- [Directive]
Locate every line in the records that contains the string "mouth", matching case exactly, and copy each of those lines in full.

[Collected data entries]
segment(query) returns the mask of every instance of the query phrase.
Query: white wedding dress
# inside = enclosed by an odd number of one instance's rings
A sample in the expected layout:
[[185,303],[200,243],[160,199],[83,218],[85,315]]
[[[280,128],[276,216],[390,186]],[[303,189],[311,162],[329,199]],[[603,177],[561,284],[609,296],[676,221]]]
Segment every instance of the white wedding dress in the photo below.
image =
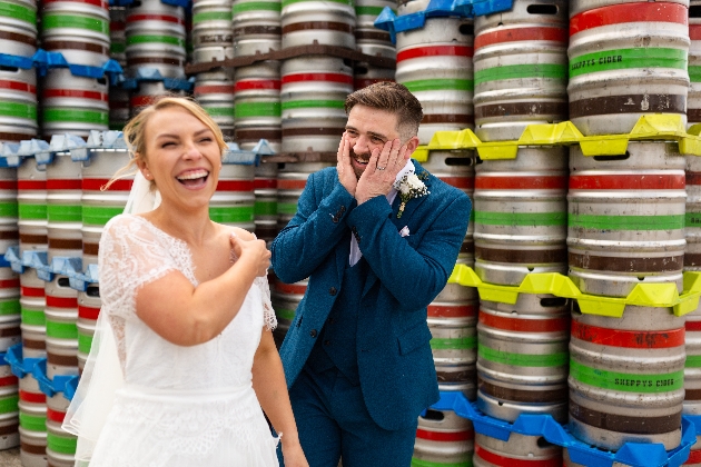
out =
[[184,241],[142,217],[117,216],[100,240],[99,270],[101,314],[113,330],[124,387],[90,467],[277,466],[277,438],[251,386],[263,327],[276,325],[267,279],[254,284],[218,337],[182,347],[137,317],[136,294],[172,270],[197,286]]

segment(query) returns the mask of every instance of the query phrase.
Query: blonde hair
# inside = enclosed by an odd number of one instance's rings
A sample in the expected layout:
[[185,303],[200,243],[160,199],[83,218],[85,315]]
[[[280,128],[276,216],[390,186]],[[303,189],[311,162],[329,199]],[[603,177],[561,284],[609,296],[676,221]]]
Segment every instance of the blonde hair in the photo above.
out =
[[[207,128],[209,128],[215,136],[215,140],[219,146],[221,155],[224,156],[224,151],[228,148],[228,146],[224,140],[221,129],[209,116],[209,113],[207,113],[207,111],[203,109],[199,103],[189,98],[164,96],[160,98],[156,98],[154,103],[145,107],[144,110],[141,110],[136,117],[129,120],[129,122],[125,126],[122,133],[131,159],[129,160],[128,165],[117,170],[112,178],[103,187],[101,187],[100,190],[105,191],[109,189],[110,185],[112,185],[115,181],[132,175],[130,171],[135,167],[138,167],[137,161],[146,160],[148,158],[148,155],[146,153],[146,125],[148,123],[150,118],[156,115],[156,112],[165,109],[171,109],[174,107],[179,107],[187,110],[195,118],[201,121]],[[154,187],[155,183],[151,180],[151,189]]]

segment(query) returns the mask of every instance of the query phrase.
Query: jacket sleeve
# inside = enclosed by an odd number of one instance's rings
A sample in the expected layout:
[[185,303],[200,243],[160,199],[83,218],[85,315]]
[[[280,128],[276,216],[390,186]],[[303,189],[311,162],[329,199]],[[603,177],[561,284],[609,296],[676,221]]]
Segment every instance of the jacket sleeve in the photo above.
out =
[[[297,213],[273,240],[273,269],[284,282],[294,284],[309,277],[348,230],[345,218],[357,201],[338,182],[335,172],[333,175],[333,181],[328,171],[308,178]],[[325,181],[334,183],[327,196],[323,195]]]
[[361,235],[363,256],[382,286],[398,301],[401,311],[424,309],[443,290],[455,266],[467,231],[470,198],[463,193],[436,203],[437,212],[417,246],[402,237],[389,219],[392,208],[383,197],[356,207],[347,222]]

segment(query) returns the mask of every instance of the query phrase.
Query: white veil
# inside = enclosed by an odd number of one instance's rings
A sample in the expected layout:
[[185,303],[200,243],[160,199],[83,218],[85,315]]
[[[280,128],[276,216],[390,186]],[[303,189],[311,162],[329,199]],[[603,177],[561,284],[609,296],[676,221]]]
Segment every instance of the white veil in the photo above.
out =
[[[150,189],[150,182],[137,171],[125,213],[140,213],[156,209],[160,193]],[[80,376],[78,389],[66,413],[62,428],[78,437],[76,465],[87,465],[107,416],[115,394],[125,384],[121,365],[117,356],[117,342],[106,312],[98,316],[92,346]]]

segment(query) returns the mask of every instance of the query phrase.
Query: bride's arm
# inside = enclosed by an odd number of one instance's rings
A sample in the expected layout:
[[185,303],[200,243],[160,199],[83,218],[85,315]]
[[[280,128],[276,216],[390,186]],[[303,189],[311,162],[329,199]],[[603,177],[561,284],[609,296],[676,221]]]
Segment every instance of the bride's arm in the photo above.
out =
[[254,357],[253,386],[265,415],[275,430],[282,434],[285,467],[308,467],[289,404],[283,362],[275,347],[273,332],[268,329],[263,330],[260,345]]

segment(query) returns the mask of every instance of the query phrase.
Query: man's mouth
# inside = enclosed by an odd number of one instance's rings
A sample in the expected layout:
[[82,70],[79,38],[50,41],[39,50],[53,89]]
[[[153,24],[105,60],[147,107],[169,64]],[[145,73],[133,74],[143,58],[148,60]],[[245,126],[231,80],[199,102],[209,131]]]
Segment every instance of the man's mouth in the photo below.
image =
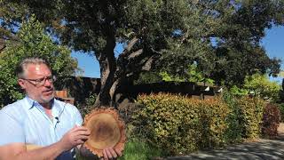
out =
[[53,90],[47,90],[47,91],[43,92],[43,94],[45,94],[45,95],[51,95],[52,93],[53,93]]

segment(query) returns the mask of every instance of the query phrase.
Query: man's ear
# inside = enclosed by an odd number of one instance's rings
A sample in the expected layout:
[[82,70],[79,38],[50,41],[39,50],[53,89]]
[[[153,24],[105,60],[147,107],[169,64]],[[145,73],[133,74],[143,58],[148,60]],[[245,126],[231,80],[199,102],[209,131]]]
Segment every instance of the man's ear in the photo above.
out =
[[18,84],[21,89],[26,89],[26,84],[23,79],[18,79]]

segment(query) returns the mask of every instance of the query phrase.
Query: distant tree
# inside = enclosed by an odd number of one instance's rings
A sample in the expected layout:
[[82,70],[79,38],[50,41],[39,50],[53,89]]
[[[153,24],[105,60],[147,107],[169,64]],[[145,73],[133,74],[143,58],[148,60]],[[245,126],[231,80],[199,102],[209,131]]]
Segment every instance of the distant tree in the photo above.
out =
[[17,37],[17,43],[8,41],[0,54],[0,107],[23,97],[17,83],[15,68],[26,57],[41,57],[50,63],[53,75],[57,76],[57,89],[64,87],[64,82],[77,68],[77,62],[71,58],[70,50],[55,44],[35,17],[24,21],[14,37]]
[[[267,57],[259,40],[265,28],[284,23],[283,1],[2,2],[4,7],[25,6],[29,13],[24,17],[35,13],[59,43],[95,54],[102,86],[97,106],[113,105],[123,81],[151,69],[183,76],[196,61],[206,77],[229,85],[257,71],[279,72],[280,61]],[[118,42],[125,47],[115,57]]]
[[255,74],[247,76],[243,88],[248,92],[254,92],[255,95],[264,99],[270,99],[274,101],[279,100],[280,85],[277,82],[270,81],[267,75]]

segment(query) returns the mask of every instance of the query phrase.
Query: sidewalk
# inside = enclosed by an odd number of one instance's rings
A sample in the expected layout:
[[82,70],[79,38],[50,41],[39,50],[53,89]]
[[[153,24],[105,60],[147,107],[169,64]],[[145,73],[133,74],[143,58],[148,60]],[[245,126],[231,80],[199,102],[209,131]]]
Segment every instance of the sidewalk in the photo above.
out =
[[241,160],[273,160],[284,159],[284,124],[279,127],[277,140],[260,139],[254,142],[246,142],[226,147],[225,149],[198,151],[183,156],[172,156],[166,159],[241,159]]

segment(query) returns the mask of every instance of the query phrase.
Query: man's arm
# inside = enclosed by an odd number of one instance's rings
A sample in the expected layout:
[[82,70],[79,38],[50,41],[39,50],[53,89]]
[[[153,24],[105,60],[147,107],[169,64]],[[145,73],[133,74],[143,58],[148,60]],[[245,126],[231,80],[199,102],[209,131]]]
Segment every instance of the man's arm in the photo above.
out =
[[55,159],[62,152],[83,144],[89,135],[90,132],[87,128],[75,126],[67,132],[59,141],[35,150],[28,151],[24,143],[7,144],[0,147],[0,160]]

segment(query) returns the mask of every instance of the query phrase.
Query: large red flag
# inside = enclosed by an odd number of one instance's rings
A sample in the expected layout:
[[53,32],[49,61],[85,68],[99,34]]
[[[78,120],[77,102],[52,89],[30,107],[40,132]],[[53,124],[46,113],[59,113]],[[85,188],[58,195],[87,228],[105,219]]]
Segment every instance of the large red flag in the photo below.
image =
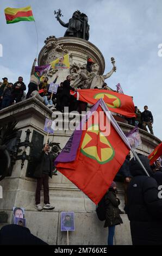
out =
[[148,156],[149,160],[149,164],[152,166],[153,163],[162,155],[162,142],[160,143]]
[[[102,118],[96,120],[95,114],[99,112]],[[95,114],[91,124],[89,119],[85,123],[85,130],[74,132],[55,162],[57,169],[97,204],[130,149],[111,124],[110,134],[104,135],[105,130],[101,127],[108,118],[98,104]],[[75,143],[78,143],[76,155]]]
[[103,99],[110,111],[128,118],[136,117],[134,113],[134,105],[130,96],[98,89],[78,90],[78,95],[74,92],[71,92],[71,93],[75,97],[78,96],[79,100],[90,104],[95,104],[99,99]]

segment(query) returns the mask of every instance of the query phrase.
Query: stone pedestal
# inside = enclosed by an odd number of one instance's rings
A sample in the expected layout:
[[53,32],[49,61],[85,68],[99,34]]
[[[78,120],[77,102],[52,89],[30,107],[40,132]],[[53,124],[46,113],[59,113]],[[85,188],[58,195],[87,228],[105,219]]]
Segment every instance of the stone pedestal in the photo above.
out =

- [Exercise result]
Query: man's mouth
Segment every instance of the man's mouth in the photo below.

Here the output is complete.